(Exercise) Continue the mailing-list thread below about data limits in Nutch 1.0, starting after its last line.
───── Passage to read ─────
You are viewing a plain text version of this content. The canonical link for it is here.

Posted to user@nutch.apache.org by Polsnet <po...@163.com> on 2009/07/03 06:03:30 UTC

Nutch 1.0 on the limits of the data

Nutch 1.0 largest number of data can support? (File size or number of
records)
-- 
View this message in context: http://www.nabble.com/Nutch-1.0-on-the-limits-of-the-data-tp24317298p24317298.html
Sent from the Nutch - User mailing list archive at Nabble.com.

Re: Nutch 1.0 on the limits of the data

Posted by Otis Gospodnetic <og...@yahoo.com>.

Depends on hardware, of course!

 Otis
--
Sematext -- http://sematext.com/ -- Lucene - Solr - Nutch



----- Original Message ----
> From: Polsnet <po...@163.com>
> To: nutch-user@lucene.apache.org
> Sent: Friday, July 3, 2009 12:03:30 AM
> Subject: Nutch 1.0 on the limits of the data
> 
> 
> Nutch 1.0 largest number of data can support? (File size or number of
> records)
───── Material supplied ─────
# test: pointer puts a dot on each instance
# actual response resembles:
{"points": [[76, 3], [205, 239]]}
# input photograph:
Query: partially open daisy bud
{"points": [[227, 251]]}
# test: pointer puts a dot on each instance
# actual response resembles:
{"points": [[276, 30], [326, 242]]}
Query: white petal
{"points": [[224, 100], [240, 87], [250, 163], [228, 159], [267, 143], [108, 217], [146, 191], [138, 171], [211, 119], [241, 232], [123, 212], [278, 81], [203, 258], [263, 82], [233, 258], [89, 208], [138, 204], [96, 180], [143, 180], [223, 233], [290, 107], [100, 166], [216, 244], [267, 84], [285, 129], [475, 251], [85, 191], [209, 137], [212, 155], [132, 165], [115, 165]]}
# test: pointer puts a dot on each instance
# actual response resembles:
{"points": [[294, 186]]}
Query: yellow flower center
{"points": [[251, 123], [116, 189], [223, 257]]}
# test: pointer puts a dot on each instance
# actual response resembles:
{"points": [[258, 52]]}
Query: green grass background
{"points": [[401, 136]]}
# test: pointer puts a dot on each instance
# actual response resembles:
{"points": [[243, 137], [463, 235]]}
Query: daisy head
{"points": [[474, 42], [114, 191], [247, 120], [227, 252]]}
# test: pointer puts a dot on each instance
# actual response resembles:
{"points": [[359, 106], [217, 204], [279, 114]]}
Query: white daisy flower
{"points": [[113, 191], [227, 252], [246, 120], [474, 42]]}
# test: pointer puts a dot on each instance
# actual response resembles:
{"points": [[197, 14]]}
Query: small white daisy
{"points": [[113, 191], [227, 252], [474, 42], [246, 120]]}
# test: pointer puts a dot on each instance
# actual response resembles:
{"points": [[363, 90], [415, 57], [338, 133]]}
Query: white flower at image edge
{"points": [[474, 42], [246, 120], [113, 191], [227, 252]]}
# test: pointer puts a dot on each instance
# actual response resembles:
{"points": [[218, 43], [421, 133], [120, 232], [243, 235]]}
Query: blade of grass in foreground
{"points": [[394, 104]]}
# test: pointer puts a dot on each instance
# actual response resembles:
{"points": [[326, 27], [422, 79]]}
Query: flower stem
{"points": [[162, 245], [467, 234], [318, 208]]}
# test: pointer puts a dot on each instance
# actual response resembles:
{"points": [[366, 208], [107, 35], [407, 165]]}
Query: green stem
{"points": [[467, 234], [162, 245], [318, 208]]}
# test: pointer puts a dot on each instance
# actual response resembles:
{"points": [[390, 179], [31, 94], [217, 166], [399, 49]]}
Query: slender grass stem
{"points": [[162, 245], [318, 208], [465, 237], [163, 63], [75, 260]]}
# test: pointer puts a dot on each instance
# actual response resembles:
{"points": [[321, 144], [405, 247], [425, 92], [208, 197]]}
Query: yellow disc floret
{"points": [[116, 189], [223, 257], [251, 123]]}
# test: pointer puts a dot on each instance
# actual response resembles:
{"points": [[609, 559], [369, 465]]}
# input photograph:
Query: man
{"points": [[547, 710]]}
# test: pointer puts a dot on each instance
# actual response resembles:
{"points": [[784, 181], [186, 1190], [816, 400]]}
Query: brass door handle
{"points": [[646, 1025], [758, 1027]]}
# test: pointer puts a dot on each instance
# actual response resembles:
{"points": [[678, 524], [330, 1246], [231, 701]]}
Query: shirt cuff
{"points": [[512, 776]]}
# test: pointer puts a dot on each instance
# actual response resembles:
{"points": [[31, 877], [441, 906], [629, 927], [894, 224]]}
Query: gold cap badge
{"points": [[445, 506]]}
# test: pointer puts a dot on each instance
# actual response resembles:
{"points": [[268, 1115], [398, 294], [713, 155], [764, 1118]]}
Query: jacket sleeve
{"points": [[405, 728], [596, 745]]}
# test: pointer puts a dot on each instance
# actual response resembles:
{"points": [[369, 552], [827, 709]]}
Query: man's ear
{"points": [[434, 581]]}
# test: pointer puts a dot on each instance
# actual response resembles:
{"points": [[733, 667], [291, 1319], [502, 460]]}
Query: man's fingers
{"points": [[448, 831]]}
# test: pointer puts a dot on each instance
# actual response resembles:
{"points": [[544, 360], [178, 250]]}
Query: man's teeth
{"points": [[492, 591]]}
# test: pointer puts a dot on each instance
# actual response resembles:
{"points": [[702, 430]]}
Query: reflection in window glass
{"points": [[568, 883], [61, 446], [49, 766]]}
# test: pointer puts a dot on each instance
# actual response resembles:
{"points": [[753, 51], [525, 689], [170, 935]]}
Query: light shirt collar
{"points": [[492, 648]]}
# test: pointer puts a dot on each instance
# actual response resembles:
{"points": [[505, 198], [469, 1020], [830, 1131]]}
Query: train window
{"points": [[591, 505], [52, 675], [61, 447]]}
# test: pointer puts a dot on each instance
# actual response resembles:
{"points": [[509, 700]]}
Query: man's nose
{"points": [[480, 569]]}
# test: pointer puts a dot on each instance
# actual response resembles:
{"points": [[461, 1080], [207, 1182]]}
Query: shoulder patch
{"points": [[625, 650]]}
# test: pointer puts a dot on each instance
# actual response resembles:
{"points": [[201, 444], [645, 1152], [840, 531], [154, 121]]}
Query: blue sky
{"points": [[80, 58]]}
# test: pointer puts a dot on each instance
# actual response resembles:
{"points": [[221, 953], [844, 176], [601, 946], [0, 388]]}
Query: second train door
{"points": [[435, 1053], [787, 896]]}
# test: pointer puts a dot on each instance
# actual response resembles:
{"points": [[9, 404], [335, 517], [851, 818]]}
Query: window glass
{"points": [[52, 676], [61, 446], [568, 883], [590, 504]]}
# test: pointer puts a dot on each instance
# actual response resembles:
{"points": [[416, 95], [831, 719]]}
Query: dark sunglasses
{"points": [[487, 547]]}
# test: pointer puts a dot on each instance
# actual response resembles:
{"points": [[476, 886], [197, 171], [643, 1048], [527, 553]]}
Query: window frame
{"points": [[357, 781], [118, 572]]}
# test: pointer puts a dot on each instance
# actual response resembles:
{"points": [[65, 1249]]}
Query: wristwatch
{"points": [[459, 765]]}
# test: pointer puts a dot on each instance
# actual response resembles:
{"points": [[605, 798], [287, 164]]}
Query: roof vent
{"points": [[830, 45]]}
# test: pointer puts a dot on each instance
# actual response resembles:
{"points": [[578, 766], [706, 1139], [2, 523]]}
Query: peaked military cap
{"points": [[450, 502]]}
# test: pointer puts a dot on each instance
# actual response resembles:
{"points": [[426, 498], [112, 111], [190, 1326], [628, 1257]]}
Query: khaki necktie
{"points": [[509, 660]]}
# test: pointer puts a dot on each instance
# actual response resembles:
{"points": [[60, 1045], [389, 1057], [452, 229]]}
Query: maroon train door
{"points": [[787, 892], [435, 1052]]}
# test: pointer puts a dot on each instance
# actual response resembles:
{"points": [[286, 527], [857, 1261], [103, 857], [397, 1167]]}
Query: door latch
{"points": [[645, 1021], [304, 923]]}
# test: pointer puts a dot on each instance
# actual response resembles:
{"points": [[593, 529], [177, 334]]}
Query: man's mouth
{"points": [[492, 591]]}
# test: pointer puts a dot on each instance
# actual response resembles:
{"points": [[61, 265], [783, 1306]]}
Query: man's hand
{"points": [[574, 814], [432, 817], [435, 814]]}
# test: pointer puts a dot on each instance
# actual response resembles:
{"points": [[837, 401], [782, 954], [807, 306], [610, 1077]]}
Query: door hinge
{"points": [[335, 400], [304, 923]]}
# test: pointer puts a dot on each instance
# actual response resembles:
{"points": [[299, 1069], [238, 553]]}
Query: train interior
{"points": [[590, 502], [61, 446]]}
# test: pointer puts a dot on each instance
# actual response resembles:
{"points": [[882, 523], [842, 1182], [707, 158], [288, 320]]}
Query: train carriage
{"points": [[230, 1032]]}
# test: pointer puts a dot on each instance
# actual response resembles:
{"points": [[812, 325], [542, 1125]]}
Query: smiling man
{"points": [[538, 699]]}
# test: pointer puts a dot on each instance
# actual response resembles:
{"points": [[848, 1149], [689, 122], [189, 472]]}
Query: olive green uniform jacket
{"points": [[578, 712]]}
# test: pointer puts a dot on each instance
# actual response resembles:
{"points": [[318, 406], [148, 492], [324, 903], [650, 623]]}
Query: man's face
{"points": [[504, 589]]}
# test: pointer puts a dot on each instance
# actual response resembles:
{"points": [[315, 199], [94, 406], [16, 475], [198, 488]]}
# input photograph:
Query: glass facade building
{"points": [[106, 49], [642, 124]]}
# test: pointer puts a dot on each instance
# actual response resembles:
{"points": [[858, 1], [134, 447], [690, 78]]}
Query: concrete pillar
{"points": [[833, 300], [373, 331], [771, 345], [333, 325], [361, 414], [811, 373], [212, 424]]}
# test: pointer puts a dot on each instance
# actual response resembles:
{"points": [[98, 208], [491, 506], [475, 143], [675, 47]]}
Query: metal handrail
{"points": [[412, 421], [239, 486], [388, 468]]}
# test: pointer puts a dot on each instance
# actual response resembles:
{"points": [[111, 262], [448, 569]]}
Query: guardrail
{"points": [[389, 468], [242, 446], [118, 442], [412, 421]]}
─────
(Answer for this exercise)
> -- 
> View this message in context: 
> http://www.nabble.com/Nutch-1.0-on-the-limits-of-the-data-tp24317298p24317298.html
> Sent from the Nutch - User mailing list archive at Nabble.com.

Re: Nutch 1.0 on the limits of the data

Posted by Dennis Kubes <ku...@apache.org>.

Simple answer is billions, perhaps tens to hundreds of billions of 
records, as it leverages Hadoop.  Yahoo is currently using Hadoop to 
create its web index.  But as Otis pointed out, Hadoop is parallel 
processing and as such is completely dependent on amount of hardware.

Dennis

Polsnet wrote:
> Nutch 1.0 largest number of data can support? (File size or number of
> records)